## Begin RECORDED INFORMATION

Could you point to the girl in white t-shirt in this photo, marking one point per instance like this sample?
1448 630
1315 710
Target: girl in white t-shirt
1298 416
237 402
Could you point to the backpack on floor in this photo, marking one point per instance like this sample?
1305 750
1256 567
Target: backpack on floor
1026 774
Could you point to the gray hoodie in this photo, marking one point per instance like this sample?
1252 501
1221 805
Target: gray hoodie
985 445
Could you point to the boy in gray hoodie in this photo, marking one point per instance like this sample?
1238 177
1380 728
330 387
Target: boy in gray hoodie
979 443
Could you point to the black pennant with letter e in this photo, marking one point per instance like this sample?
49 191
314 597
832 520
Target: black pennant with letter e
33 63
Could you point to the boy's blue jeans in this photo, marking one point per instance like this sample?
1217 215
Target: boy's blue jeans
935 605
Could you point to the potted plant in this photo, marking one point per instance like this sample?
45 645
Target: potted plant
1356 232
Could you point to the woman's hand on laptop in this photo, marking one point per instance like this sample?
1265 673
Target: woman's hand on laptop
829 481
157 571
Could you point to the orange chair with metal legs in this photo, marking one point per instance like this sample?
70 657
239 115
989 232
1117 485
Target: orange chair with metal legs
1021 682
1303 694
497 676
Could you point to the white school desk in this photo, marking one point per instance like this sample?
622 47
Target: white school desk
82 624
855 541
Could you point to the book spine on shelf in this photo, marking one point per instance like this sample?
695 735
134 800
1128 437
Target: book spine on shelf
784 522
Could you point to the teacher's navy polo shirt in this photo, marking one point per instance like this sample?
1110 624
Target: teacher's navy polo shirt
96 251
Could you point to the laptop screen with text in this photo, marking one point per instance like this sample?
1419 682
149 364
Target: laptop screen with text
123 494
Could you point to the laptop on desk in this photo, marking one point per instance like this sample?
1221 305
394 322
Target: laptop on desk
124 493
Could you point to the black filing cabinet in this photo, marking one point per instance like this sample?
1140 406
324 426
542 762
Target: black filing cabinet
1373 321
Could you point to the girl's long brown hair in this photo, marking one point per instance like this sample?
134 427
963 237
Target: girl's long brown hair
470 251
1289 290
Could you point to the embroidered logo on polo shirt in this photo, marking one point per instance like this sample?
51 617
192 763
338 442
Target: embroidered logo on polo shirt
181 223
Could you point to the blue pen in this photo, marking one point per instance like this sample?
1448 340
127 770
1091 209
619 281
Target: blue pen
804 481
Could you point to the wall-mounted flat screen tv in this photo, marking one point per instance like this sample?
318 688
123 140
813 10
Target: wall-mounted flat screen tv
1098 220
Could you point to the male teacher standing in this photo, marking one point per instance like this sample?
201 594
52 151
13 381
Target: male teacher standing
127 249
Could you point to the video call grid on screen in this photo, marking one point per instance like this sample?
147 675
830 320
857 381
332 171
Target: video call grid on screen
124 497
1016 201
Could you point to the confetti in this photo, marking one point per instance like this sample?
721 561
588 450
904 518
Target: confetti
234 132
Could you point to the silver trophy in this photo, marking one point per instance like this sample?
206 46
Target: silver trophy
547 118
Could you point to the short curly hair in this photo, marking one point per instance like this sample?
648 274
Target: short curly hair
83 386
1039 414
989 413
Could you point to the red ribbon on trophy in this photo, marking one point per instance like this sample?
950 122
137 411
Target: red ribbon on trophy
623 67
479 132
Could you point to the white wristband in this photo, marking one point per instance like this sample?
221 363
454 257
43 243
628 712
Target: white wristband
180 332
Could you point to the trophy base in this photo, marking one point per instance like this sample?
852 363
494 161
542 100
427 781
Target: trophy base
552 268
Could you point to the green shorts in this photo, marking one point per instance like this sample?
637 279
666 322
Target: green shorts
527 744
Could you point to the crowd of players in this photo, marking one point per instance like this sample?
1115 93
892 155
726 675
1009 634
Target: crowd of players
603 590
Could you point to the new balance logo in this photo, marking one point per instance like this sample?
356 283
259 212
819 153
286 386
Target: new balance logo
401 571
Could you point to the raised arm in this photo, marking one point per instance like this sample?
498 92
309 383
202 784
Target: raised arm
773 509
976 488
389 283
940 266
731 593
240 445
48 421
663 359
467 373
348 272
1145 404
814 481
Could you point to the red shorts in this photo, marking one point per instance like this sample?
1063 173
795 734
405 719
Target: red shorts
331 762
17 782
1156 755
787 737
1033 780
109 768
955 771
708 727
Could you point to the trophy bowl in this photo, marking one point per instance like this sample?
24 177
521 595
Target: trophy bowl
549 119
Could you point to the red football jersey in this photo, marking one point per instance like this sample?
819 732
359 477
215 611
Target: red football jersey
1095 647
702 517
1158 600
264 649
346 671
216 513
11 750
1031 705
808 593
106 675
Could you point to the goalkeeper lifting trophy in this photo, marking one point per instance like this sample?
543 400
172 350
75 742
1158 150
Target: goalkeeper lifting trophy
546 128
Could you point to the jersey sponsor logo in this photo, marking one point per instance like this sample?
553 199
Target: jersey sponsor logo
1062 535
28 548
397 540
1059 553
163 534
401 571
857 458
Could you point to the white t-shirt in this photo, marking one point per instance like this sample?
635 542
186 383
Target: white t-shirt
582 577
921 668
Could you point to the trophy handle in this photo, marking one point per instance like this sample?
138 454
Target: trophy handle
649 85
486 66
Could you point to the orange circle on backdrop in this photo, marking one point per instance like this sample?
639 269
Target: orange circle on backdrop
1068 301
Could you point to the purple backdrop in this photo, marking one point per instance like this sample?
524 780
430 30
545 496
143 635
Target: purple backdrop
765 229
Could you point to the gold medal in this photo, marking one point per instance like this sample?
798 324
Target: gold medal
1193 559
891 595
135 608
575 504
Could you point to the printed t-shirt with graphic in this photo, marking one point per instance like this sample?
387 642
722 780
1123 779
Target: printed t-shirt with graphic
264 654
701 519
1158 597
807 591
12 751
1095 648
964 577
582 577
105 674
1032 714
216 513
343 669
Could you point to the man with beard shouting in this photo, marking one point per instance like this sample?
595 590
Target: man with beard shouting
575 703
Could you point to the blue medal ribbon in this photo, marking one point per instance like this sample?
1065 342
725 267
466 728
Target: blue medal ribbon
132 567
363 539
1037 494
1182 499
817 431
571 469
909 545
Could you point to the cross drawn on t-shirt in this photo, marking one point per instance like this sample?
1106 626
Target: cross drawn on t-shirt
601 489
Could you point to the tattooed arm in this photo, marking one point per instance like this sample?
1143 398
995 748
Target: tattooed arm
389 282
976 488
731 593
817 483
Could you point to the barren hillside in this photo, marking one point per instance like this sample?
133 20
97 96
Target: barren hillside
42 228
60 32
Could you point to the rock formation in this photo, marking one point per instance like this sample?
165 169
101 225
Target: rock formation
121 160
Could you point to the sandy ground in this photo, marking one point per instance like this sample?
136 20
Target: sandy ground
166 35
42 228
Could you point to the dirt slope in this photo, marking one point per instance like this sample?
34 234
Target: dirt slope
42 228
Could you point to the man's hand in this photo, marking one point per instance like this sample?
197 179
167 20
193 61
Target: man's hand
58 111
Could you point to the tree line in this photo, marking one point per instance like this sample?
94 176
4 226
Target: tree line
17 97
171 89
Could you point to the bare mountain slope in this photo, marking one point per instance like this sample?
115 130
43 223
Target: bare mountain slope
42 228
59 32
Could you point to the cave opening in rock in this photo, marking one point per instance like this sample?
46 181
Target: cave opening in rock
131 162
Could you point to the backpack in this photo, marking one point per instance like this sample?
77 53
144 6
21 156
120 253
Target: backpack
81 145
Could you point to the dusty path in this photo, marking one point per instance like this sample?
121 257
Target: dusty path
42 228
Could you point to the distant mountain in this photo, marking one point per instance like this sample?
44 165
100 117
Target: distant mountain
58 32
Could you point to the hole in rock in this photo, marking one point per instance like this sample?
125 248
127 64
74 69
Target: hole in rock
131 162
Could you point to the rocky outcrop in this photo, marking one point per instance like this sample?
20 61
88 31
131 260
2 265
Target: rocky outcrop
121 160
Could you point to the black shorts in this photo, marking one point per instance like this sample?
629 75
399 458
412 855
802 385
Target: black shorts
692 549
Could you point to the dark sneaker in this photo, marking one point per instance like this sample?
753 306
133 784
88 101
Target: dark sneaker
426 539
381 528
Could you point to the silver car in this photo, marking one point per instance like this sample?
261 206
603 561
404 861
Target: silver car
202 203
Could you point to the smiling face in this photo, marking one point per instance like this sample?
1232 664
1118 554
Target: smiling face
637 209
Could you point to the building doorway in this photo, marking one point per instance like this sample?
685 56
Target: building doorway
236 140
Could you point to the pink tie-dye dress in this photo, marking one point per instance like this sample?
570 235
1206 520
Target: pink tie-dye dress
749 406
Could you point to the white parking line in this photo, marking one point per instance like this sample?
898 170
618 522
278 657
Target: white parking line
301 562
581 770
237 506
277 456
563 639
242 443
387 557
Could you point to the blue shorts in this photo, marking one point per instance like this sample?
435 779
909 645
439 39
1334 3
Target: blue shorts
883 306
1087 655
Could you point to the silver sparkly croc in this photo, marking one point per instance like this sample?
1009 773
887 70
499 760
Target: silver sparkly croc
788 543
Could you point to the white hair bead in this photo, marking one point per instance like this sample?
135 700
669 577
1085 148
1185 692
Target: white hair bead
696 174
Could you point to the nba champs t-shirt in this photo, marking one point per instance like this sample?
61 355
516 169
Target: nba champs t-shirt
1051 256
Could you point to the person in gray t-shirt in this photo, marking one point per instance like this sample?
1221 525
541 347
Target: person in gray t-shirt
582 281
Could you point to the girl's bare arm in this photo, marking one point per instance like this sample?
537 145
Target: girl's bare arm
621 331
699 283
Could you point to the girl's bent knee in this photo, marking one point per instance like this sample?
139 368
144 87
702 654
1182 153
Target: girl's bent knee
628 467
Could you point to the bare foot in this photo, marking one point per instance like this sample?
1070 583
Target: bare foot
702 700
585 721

## End RECORDED INFORMATION

EXERCISE AIM:
Begin with the line that contains "Could you point to the silver car" and quote each line after it exactly, stopping after the last line of the data.

EXERCISE ANSWER:
Could you point to the silver car in this photo, marking one point per instance like this sample?
261 206
603 561
404 861
Target: silver car
202 203
Could you point to the smiling face in this photo, marking one point per instance like this sample?
1232 664
1118 554
Target: smiling face
637 209
Could you point to the building doorway in this photo, marking one point per instance like this sample?
685 56
Target: building doorway
236 140
Could you point to the pink tie-dye dress in this photo, marking one point per instance like this sample?
570 235
1206 520
Target: pink tie-dye dress
749 406
Could you point to the white parking line in this photo, marking one point per instance like this sample?
898 170
618 522
278 657
Target: white parking line
301 562
581 770
237 506
277 456
563 639
242 443
387 557
Could you point to the blue shorts in this photo, marking one point per instance like this sample?
435 779
909 645
439 39
1334 3
Target: blue shorts
883 306
1087 655
Could you point to the silver sparkly croc in this photo, marking one point per instance like this sample?
1009 773
887 70
499 760
Target: silver sparkly croc
788 543
Could you point to the white hair bead in this photo, marking one point per instance like this sample?
135 700
669 577
1085 148
1185 692
Target: white hair bead
696 174
Could you point to the nba champs t-shirt in this photo, marking one point per instance like this sample?
61 355
516 169
Target: nba champs t-shirt
1051 256
Could you point to the person in gray t-shirt in this photo, marking one point per instance like this sample?
1221 525
541 347
Target: person in gray t-shirt
582 281
Could you point to the girl's bare arm in this photo, marking one point per instance like this sample?
537 145
Target: girl's bare arm
621 331
699 283
Could you point to the girl's bent knee in this photo, marking one point per instance like this sample?
139 368
144 87
702 654
1182 153
Target: girl's bent knee
628 467
Could you point to the bare foot in this photo, marking one point per instance like this sample?
1070 583
Target: bare foot
702 700
585 721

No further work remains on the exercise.